- **Passage provided**
++++++++
Instead of expanding its Olympic Dam project, BHP Billiton (ASX: BHP), the world's biggest miner, is on a contracting mode. On Wednesday, the miner announced job cuts at its copper-uranium-gold project.

Although BHP did not release the number of workers to be axed, reports indicated about 60 would become unemployed. Most of them are operational staff at BHP's Olympic Dam and contractors from its human resources, finance and administrative units in Adelaide.

BHP said it is still finalising the number of affected employees as part of the company's cost-cutting initiatives.

"Olympic Dam continued to focus on reducing overheads, operating costs and non-essential expenditures to ensure it remains competitive in the current environment of sustained lower commodity prices and a strong Australian dollar," a BHP spokeswoman said in a statement on Wednesday.

The spokeswoman clarified that the job cuts are not linked to the cancellation in August of the $30-billion expansion of the Olympic Dam mega project which also resulted in members of the project team whittled down to 50 from 200.

In December, BHP further cut more jobs as a result of the transfer of control of the Olympic Dam project from Australian to the company's base metal division in Chile.

The miner attributed the latest job cuts to weaker prices of commodities in the global market and the strong Australian currency, plus rising operational costs.

In spite of the fresh round of lay offs, BHP has on its Olympic Dam payroll over 3,500 workers. The project is Australia's largest underground mine and one of the largest mines in the world.

Once considered a booming sector, Australia's resource industry continues to recoil from the lower prices of iron ore and coal, causing the loss of a total of 13,000 out of 255,000 jobs during the last six months of 2012, data from the Australian Bureau of Statistics said.

Meanwhile, another crisis is looming over the coal industry as rail drivers in New South Wales are scheduled to walk off their jobs for 48 hours beginning Friday. The strike is the result of breakdown in mediation talks between the Rail, Tram and Bus Union and Pacific National Coal over an enterprise agreement covering 800 employees.

The impending strike threatens the delivery of coal of Xstrata and Whitehaven despite involvement of Workplace Relations Minister Bill Shorten and the Fair Work Commission (FWC) in the negotiations.

Because of this development, the two miners are studying the possibility of applying to the FWC for third-party termination orders to legally prevent the strike on the basis of significant economic harm the industrial action could cause.

At stake is the delivery of 600,000 tonnes of coal valued at more than $55 million which could not move because of 40 idle trains that block the NSW rail lines.

The union sought 9, 7 and 7 per cent pay hikes spread over three years, but Pacific National offered only 4 per cent for the same three-year period.
++++++++
- **Records**

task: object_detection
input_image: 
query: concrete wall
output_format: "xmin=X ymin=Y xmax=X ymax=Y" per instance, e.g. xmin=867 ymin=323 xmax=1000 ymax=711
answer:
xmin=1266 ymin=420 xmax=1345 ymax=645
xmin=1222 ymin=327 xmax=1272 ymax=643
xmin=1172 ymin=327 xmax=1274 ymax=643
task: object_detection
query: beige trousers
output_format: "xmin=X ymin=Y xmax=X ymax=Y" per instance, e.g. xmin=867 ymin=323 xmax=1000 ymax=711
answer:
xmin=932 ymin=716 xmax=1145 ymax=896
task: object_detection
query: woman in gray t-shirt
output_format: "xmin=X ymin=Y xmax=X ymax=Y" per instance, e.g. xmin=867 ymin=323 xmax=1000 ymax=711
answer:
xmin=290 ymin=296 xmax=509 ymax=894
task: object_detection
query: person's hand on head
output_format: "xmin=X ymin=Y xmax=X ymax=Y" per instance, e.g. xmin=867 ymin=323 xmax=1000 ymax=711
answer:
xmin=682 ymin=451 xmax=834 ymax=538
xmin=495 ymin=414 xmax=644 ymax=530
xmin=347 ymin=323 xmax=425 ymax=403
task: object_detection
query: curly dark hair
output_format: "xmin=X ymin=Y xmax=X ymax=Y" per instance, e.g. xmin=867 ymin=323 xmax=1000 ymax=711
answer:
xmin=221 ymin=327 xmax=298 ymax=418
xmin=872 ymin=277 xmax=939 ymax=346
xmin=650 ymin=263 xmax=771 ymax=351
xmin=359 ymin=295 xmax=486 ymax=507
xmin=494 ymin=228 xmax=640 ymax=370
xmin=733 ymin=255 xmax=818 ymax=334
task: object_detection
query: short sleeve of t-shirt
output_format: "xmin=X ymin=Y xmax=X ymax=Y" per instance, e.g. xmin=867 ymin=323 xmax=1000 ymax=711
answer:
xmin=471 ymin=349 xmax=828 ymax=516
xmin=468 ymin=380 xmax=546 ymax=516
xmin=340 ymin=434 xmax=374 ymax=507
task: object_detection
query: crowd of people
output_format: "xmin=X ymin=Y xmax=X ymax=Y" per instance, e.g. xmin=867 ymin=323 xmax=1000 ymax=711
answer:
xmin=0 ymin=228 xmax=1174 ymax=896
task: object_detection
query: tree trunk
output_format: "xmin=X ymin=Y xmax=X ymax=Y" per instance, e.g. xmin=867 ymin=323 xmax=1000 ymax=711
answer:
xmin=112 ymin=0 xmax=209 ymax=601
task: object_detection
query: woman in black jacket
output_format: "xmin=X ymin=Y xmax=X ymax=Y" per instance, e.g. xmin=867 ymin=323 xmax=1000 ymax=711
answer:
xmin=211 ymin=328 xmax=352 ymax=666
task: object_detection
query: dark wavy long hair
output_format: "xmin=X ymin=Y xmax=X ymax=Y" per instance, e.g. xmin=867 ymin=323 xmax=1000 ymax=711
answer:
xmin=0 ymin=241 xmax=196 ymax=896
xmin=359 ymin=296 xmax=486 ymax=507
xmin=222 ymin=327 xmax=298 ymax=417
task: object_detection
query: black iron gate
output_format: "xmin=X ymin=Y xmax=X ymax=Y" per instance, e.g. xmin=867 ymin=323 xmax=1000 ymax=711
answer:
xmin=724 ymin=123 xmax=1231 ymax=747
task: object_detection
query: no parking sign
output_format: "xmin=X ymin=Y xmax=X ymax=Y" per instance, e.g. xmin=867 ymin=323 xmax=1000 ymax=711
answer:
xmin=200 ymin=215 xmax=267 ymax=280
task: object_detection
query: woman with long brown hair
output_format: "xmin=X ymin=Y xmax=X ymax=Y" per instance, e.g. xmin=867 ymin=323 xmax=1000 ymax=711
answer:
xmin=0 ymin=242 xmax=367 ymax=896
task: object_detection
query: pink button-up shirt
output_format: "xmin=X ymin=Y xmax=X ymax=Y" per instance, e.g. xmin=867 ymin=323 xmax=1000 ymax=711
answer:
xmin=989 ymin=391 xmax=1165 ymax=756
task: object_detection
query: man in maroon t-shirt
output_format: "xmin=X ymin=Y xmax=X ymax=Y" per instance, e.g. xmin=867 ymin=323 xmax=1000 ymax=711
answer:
++++++++
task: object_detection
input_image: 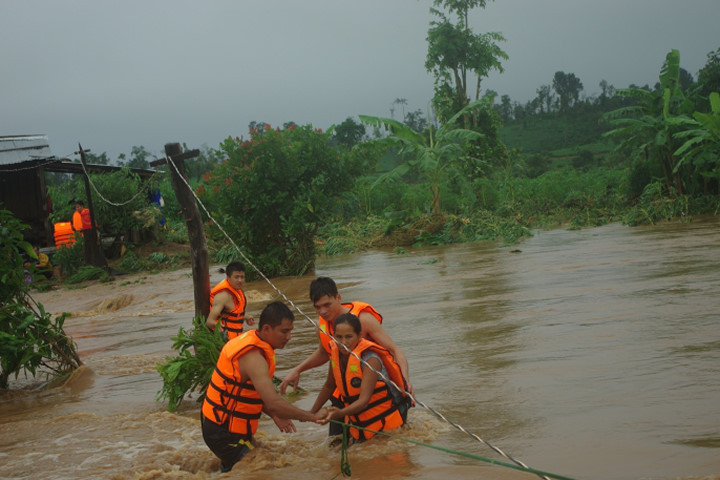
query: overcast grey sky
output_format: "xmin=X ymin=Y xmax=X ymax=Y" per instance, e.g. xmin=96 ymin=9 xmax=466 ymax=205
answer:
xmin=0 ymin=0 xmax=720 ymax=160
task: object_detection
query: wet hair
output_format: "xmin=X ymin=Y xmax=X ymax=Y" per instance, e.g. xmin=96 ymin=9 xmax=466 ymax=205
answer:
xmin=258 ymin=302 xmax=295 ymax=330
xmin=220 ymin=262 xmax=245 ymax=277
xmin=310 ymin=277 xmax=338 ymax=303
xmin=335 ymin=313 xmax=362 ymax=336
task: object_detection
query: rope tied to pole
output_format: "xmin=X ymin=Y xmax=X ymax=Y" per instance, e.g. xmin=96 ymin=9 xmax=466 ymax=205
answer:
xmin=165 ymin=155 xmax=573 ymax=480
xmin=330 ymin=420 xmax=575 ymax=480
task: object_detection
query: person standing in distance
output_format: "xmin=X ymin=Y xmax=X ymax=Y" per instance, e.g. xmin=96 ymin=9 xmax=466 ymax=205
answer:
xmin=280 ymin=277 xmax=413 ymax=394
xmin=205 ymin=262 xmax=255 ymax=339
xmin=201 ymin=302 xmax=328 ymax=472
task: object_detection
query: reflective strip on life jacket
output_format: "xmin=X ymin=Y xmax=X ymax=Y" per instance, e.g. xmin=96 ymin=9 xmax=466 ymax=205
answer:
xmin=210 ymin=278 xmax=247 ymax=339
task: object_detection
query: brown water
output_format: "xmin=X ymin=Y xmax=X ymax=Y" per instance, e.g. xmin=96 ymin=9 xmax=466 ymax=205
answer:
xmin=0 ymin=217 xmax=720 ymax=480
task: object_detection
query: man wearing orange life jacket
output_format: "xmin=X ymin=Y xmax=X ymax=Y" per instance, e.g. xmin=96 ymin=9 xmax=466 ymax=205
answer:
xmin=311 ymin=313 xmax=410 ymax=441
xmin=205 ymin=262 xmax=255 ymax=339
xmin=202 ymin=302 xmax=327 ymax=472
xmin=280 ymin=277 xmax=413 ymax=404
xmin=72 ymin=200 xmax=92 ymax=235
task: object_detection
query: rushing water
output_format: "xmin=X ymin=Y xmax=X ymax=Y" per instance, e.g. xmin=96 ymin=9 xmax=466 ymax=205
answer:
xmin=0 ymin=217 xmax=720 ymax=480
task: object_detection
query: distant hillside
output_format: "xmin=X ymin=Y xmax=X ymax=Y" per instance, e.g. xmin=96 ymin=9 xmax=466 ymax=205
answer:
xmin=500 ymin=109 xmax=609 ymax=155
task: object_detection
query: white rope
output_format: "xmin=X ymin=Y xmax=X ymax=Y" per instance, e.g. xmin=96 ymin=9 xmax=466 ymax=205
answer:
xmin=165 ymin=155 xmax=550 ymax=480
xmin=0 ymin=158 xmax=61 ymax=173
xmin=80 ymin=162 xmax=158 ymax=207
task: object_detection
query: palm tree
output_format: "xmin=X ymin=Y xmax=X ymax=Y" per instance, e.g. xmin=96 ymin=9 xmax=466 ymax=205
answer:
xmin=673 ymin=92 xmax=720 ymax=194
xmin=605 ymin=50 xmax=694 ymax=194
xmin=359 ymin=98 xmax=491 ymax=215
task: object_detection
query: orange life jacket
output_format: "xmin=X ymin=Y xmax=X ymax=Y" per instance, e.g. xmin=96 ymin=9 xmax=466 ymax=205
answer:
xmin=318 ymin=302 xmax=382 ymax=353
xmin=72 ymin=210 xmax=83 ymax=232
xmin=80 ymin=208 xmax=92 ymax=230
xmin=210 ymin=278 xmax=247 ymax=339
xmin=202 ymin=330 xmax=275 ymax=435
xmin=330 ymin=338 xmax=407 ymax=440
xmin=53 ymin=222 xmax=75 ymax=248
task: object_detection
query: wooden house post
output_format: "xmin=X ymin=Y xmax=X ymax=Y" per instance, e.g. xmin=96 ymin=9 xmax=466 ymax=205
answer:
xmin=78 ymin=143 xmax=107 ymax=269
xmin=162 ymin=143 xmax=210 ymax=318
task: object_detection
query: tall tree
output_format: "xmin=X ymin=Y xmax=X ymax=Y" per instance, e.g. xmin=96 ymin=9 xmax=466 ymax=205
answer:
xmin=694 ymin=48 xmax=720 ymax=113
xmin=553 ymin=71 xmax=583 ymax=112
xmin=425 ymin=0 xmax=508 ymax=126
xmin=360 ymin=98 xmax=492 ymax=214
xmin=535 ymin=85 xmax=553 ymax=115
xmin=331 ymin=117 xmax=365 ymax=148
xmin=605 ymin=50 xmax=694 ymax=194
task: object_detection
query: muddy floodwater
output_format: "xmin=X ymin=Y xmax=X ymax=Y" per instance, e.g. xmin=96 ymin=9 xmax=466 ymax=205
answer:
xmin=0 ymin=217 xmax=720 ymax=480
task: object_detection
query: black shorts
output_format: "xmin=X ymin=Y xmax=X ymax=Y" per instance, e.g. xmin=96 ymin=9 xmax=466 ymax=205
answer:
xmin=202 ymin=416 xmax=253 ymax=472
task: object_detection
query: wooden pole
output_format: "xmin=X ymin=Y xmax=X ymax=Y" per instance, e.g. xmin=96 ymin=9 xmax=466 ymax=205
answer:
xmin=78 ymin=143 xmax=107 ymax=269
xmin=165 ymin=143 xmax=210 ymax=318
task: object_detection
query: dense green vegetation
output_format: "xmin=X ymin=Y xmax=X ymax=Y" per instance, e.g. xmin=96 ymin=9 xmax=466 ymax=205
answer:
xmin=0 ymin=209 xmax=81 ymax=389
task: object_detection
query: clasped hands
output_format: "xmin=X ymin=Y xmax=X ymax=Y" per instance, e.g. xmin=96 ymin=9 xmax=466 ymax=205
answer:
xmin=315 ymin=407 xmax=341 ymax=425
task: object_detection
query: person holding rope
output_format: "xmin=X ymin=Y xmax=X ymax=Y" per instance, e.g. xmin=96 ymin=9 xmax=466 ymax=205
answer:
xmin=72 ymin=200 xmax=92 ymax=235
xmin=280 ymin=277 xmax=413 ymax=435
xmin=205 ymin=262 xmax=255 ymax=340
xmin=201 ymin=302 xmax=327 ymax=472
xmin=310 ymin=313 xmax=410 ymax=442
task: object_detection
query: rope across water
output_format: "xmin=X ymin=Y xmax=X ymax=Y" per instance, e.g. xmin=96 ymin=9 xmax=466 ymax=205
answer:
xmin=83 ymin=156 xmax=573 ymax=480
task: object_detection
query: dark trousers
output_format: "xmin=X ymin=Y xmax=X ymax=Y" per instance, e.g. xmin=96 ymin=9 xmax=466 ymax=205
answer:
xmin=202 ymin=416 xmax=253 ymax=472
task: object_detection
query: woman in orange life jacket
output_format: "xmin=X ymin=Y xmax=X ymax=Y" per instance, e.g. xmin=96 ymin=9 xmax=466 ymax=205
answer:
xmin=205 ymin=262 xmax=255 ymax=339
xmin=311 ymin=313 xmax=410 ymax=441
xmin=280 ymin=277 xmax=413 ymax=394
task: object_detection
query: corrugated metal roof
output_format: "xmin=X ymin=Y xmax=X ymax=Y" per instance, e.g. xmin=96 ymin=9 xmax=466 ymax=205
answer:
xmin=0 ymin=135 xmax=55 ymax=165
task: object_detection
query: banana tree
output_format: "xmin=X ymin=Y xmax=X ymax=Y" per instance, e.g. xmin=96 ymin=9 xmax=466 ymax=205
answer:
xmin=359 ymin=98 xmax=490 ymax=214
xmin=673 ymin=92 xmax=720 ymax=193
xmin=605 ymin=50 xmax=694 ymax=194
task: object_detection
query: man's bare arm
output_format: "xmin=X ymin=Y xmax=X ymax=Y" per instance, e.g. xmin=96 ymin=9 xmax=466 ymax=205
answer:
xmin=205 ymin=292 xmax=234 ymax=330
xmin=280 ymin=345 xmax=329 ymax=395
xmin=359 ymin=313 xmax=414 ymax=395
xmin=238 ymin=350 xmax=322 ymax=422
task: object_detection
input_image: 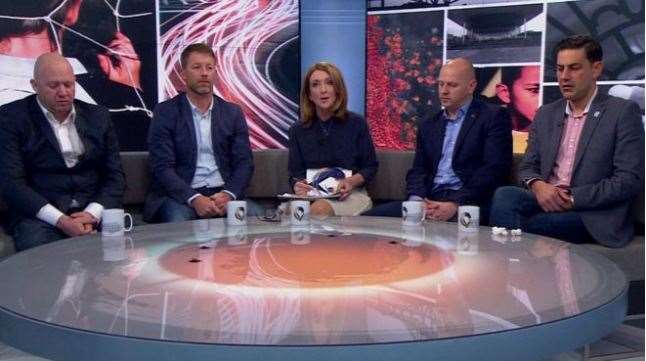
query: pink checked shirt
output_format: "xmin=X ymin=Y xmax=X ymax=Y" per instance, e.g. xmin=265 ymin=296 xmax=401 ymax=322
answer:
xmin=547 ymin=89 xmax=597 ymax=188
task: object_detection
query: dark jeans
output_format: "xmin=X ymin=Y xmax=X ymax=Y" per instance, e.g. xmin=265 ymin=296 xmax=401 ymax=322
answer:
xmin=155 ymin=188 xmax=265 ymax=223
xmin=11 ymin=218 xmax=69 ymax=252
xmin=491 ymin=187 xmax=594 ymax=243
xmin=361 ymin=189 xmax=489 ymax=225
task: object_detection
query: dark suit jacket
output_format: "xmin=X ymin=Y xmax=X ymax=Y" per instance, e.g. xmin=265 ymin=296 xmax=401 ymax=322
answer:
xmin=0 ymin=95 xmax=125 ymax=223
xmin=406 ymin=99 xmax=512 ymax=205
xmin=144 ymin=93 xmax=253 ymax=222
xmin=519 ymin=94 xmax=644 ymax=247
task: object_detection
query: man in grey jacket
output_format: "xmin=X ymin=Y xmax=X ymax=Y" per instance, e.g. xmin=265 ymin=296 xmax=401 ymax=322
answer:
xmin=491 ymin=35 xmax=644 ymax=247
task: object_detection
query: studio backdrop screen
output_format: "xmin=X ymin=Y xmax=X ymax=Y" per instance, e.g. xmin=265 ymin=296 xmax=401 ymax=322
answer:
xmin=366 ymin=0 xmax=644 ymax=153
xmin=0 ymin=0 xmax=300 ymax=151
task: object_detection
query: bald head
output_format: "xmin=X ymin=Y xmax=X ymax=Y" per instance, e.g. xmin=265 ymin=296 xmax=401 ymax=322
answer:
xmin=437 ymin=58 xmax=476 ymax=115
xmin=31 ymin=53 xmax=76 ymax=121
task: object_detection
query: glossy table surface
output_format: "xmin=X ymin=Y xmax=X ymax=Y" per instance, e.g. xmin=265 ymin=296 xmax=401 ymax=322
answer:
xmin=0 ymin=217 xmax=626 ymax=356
++++++++
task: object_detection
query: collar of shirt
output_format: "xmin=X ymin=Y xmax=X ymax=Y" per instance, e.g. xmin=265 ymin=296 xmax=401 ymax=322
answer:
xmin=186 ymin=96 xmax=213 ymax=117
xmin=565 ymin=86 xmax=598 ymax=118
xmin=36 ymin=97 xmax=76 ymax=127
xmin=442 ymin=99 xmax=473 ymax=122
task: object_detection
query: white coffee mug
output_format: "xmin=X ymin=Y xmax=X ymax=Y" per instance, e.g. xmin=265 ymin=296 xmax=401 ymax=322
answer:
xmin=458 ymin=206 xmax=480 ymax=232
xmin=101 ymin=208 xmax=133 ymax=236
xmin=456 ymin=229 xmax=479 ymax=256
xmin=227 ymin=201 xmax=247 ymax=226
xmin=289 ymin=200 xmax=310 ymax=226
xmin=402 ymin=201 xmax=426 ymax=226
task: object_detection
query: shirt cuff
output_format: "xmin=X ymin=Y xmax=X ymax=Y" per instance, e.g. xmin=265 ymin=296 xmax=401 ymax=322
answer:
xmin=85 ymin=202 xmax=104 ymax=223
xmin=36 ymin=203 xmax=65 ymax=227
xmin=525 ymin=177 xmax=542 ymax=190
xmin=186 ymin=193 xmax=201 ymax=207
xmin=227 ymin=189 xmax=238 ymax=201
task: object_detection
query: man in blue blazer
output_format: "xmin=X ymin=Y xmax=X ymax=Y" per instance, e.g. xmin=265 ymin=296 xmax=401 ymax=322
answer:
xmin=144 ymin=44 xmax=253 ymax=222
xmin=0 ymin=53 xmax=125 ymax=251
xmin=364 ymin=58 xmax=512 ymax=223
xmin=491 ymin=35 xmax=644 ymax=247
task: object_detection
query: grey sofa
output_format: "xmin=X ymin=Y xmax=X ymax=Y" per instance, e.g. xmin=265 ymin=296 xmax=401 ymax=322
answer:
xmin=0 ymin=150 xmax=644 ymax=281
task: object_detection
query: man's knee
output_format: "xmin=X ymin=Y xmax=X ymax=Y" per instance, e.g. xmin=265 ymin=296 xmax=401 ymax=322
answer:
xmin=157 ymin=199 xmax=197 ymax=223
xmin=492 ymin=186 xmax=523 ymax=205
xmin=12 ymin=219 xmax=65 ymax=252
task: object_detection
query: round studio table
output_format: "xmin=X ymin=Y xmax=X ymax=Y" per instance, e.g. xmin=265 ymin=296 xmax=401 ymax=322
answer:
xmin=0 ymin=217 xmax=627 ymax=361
++++++++
- **Exercise directions**
Extract, word for word, the portion of the BHP Olympic Dam article that begins with the words containing "The impending strike" and ends with "same three-year period.".

- **Solution for this exercise**
The impending strike threatens the delivery of coal of Xstrata and Whitehaven despite involvement of Workplace Relations Minister Bill Shorten and the Fair Work Commission (FWC) in the negotiations.

Because of this development, the two miners are studying the possibility of applying to the FWC for third-party termination orders to legally prevent the strike on the basis of significant economic harm the industrial action could cause.

At stake is the delivery of 600,000 tonnes of coal valued at more than $55 million which could not move because of 40 idle trains that block the NSW rail lines.

The union sought 9, 7 and 7 per cent pay hikes spread over three years, but Pacific National offered only 4 per cent for the same three-year period.